◆ Work to be completed ◆
Please list every laboratory test or assay method that the TNFSF8 protein description names.

◆ Text segment ◆

Start of Block

The recombinant human TNFSF8 protein (CD30L) represents a biologically active form of this important immune signaling molecule, comprising the extracellular domain (63-234aa) of the TNFSF8 protein. Produced in mammalian cell expression systems with an N-terminal 6×His tag, this recombinant TNFSF8 protein demonstrates >85% purity by SDS-PAGE analysis and contains minimal endotoxin contamination (<1.0 EU/μg by LAL method), making it suitable for sensitive immunological studies. Functional validation through ELISA demonstrates specific, high-affinity binding to immobilized CD30 (CSB-MP023983HU1h6) with an EC50 range of 9.531-12.49 ng/ml, confirming its biological activity in receptor- ligand interactions. The N-terminal 6×His tag facilitates efficient purification while maintaining the protein's native conformation and functionality.

End of Block

◆ Given records ◆
Start of Block

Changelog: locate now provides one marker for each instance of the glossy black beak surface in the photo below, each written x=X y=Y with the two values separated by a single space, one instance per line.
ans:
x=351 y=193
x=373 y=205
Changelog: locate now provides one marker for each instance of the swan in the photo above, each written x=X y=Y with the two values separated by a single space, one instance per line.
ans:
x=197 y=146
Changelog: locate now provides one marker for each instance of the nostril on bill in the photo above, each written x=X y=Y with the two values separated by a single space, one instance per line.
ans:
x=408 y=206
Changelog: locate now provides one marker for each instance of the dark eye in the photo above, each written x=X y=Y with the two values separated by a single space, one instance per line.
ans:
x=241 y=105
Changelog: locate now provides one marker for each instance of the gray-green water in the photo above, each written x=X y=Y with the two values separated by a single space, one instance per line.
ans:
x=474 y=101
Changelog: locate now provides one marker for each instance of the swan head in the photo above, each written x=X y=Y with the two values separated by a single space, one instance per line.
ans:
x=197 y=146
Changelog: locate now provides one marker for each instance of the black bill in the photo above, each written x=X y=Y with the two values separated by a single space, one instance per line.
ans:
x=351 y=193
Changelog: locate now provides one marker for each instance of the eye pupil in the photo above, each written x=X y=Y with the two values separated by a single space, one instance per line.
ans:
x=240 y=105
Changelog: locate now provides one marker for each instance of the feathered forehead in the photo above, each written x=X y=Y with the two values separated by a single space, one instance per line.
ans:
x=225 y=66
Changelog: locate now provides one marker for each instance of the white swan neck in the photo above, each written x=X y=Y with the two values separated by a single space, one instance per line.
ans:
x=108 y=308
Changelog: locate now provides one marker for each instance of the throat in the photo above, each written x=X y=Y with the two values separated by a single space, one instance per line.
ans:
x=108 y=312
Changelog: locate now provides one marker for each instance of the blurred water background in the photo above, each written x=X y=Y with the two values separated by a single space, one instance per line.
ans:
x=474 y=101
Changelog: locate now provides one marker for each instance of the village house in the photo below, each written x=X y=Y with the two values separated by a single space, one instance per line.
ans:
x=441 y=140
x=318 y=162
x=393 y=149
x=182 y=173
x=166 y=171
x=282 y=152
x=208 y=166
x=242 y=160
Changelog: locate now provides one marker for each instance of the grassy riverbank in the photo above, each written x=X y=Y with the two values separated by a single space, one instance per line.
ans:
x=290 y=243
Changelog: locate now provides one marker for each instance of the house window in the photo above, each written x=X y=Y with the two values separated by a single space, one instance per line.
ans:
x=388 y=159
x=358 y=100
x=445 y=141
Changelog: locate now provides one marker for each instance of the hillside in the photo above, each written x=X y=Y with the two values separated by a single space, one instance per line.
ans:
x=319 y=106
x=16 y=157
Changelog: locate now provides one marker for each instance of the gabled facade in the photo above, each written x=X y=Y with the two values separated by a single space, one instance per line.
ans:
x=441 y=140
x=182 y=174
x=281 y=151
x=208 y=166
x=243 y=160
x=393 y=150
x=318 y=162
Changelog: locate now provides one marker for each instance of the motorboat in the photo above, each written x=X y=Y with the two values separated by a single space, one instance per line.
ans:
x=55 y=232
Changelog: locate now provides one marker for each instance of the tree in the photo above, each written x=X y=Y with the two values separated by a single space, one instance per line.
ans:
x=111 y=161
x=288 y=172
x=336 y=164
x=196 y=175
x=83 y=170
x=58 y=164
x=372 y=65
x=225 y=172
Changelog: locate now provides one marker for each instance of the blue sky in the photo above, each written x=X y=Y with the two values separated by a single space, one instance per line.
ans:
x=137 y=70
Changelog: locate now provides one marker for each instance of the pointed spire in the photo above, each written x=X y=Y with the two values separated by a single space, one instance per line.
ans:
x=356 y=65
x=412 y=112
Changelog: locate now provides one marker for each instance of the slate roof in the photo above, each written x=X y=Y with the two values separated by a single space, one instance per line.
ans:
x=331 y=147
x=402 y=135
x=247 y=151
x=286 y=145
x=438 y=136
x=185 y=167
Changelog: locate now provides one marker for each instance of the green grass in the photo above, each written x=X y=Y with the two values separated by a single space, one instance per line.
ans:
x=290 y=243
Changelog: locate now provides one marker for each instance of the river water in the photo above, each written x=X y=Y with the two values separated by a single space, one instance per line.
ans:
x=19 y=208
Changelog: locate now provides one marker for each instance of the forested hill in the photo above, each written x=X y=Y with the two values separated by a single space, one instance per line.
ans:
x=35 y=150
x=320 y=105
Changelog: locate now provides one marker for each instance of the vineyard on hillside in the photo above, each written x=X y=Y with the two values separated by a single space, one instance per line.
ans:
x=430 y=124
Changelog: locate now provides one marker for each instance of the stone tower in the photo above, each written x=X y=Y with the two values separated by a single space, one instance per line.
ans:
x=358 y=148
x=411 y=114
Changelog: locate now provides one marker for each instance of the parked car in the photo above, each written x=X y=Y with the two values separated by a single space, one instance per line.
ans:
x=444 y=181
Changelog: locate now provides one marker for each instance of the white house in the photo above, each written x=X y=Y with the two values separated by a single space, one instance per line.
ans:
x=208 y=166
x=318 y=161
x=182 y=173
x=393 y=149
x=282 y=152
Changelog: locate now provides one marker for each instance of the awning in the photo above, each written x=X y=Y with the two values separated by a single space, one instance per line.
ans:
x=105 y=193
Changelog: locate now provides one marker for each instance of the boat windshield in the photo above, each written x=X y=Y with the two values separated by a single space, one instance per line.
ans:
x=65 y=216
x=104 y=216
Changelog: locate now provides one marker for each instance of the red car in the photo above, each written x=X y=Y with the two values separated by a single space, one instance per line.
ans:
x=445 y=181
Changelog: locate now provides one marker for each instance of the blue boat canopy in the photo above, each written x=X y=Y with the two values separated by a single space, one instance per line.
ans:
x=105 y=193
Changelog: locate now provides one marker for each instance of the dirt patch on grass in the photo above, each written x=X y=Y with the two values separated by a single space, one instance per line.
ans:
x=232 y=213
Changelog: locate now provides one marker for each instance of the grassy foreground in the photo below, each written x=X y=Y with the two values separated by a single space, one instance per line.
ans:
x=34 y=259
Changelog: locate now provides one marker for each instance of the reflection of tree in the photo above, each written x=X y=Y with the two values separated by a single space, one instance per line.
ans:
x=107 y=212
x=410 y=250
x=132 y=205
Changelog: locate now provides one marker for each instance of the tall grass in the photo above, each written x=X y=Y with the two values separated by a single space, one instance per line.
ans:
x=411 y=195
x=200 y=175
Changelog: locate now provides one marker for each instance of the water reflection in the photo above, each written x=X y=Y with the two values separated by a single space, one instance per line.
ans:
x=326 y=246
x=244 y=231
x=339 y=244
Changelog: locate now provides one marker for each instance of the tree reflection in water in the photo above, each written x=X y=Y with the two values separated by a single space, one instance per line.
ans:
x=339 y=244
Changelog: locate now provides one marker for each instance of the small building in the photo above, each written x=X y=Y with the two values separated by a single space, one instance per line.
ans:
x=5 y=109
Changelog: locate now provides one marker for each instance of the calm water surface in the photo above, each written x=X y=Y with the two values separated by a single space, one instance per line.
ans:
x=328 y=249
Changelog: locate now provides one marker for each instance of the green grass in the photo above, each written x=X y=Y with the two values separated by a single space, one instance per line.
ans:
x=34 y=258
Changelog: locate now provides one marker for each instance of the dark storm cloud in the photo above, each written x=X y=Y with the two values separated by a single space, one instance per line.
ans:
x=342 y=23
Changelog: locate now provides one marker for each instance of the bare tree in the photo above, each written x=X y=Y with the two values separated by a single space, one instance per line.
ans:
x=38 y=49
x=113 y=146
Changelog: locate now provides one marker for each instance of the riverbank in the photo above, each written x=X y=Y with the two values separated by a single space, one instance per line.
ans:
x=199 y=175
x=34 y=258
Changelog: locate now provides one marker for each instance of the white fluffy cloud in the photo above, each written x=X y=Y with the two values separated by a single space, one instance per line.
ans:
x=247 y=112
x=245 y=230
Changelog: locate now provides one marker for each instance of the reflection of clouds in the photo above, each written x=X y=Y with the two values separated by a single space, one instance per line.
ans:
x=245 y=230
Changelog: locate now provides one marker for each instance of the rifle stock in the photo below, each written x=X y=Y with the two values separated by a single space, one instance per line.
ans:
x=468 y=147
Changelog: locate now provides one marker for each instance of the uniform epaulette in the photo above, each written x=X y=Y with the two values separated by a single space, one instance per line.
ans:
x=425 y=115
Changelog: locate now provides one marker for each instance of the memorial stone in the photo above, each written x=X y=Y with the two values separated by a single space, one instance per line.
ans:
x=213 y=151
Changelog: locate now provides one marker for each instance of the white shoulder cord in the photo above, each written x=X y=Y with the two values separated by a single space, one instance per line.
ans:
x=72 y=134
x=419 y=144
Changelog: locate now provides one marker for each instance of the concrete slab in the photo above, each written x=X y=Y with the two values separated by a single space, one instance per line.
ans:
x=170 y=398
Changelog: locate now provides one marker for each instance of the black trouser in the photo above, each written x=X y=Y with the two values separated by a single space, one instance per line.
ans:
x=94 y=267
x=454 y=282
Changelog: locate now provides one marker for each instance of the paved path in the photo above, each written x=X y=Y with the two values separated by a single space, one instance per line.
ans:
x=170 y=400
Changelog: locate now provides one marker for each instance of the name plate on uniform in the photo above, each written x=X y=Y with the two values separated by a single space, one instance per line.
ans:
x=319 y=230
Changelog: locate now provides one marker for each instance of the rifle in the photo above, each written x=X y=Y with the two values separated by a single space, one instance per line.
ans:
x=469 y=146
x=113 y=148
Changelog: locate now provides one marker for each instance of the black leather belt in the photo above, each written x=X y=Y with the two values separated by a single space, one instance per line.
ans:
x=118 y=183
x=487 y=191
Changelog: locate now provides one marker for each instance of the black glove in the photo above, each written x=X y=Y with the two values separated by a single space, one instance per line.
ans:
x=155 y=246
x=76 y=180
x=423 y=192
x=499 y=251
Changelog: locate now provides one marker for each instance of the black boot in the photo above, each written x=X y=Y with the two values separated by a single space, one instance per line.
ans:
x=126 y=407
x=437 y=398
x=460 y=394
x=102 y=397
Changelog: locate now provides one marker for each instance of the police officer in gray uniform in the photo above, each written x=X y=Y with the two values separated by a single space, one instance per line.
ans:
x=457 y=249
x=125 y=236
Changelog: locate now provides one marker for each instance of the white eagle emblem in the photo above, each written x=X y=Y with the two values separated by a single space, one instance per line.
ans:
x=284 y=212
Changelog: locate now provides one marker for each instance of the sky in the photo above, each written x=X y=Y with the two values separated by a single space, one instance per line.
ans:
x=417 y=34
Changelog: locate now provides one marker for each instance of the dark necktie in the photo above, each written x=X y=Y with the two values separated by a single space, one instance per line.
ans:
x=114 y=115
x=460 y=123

End of Block

◆ Result of this task ◆
SDS-PAGE analysis
LAL method
ELISA